Passage for review:
Segment Open

Brown made 19 regular season appearances for the Lakers during the 2014/15 campaign, including five starts. He averaged a respectable 11.9 points, 1.9 rebounds, and 2.1 assists in 29.9 minutes per contest. His shooting numbers were .412/.371/.753.

Western Notes: Hayes, Perkins, Brown, Alexander

A shortage of big men led to the Rockets signing Chuck Hayes earlier today, according to Jonathan Feigen of The Houston Chronicle. With Dwight Howard sitting out because of a back-to-back and forwards Terrence Jones and Donatas Motiejunas out with injury, Houston needed emergency help in its frontcourt. The solution was Hayes, who received a non-guaranteed contract, an unidentified source told Feigen. “Sitting at home watching games is not a good feeling,” Hayes said. “I’m excited. I’m familiar with the organization, familiar with the coaching staff from meeting with them this summer. I’m looking forward to it.” During the summer, the Rockets were interested in having Hayes join their coaching staff, but he wanted to continue playing.

There’s more from the Western Conference:

  • The PelicansKendrick Perkins will be sidelined indefinitely with a right pectoral injury, tweets John Reid of The Times-Picayune. He suffered the injury in the first quarter of Saturday night’s loss to the Warriors.

Segment Closed

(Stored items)

Segment Open

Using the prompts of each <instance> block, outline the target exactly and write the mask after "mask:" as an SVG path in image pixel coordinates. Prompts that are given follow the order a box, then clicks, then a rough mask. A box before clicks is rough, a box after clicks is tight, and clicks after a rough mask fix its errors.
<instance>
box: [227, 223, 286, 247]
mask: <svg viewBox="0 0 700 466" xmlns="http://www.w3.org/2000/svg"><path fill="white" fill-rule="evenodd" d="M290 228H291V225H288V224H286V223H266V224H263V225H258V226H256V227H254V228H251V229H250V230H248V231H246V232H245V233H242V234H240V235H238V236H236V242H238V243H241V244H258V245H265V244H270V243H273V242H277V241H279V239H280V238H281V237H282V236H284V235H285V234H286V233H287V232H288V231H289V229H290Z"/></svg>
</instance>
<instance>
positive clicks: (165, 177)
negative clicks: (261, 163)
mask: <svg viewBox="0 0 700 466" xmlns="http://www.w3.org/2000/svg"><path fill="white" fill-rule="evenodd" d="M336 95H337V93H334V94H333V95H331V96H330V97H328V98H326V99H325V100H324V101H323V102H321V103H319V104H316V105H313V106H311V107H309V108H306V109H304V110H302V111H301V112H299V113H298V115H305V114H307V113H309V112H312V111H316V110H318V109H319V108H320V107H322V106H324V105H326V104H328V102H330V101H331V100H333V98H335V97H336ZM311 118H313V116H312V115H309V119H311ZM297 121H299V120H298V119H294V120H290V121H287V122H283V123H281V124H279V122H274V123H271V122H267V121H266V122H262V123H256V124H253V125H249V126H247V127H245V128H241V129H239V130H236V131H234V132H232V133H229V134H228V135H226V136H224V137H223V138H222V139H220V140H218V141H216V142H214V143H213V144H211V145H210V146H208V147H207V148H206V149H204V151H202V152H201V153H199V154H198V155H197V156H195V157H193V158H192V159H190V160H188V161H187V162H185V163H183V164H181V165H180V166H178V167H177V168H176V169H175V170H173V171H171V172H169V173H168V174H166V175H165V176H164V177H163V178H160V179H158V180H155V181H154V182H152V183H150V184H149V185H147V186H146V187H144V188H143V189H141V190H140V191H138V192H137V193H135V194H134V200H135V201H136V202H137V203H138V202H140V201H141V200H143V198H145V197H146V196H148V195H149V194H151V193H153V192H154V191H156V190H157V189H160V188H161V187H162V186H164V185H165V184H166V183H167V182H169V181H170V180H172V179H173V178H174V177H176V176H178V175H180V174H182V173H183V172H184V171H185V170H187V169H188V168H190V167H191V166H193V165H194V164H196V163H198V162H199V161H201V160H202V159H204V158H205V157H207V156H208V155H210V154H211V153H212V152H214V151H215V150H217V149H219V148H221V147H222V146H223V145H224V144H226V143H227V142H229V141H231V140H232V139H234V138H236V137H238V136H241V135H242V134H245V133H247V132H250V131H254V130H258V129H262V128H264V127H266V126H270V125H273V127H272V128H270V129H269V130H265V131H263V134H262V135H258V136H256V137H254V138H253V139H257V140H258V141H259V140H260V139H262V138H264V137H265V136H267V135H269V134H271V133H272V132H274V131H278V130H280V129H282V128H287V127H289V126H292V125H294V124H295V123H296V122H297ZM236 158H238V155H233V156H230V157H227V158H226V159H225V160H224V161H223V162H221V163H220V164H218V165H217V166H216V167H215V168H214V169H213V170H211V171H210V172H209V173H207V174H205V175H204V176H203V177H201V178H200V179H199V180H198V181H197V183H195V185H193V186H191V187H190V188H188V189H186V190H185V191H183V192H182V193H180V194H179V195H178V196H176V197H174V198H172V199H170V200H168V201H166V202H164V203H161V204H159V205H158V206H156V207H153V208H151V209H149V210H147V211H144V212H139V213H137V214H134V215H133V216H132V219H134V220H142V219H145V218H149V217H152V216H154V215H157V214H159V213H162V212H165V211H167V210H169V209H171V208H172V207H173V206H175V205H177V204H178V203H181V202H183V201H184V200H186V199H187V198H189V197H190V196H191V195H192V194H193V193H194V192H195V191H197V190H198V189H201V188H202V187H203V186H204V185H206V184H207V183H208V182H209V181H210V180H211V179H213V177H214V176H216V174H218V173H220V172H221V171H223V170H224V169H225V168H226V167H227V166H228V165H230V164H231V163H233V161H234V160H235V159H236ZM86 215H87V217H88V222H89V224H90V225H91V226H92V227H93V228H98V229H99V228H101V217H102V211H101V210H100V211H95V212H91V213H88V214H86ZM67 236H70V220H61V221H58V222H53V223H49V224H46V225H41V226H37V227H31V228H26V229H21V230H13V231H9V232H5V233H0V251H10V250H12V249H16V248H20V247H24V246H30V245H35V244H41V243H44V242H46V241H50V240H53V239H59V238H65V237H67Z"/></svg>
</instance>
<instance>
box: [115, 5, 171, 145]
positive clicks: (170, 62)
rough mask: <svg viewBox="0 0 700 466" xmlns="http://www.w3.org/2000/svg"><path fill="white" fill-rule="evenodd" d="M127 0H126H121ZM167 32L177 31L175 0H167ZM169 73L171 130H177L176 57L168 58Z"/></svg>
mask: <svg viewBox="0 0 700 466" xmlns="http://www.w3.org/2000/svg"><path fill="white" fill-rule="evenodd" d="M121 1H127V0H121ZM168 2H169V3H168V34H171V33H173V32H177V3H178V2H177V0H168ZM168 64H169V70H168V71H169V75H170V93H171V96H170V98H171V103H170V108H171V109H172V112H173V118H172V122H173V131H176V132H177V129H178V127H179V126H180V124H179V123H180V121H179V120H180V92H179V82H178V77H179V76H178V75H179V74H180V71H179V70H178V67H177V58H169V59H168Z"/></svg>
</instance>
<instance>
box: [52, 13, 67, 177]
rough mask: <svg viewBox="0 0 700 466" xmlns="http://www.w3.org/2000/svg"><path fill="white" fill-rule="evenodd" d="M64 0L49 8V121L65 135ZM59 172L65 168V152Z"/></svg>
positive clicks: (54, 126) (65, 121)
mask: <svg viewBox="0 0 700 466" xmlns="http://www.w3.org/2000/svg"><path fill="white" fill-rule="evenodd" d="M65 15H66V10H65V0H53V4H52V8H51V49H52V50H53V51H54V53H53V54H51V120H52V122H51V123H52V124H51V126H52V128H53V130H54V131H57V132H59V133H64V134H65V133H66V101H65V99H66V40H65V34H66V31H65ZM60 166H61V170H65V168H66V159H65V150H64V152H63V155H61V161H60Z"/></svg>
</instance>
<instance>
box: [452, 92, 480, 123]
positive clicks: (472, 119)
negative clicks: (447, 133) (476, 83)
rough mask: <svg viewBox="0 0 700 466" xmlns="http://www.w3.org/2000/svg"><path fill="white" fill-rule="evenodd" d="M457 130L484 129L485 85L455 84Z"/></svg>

Segment Closed

What to do:
1. According to the basketball news text, what kind of contract did Hayes receive from the Rockets?
2. Reproduce the part of the basketball news text that opens with the words containing "There’s more from" and closes with "to the Warriors.".

Answers per task:
1. A non-guaranteed contract.

2.
There’s more from the Western Conference:

  • The PelicansKendrick Perkins will be sidelined indefinitely with a right pectoral injury, tweets John Reid of The Times-Picayune. He suffered the injury in the first quarter of Saturday night’s loss to the Warriors.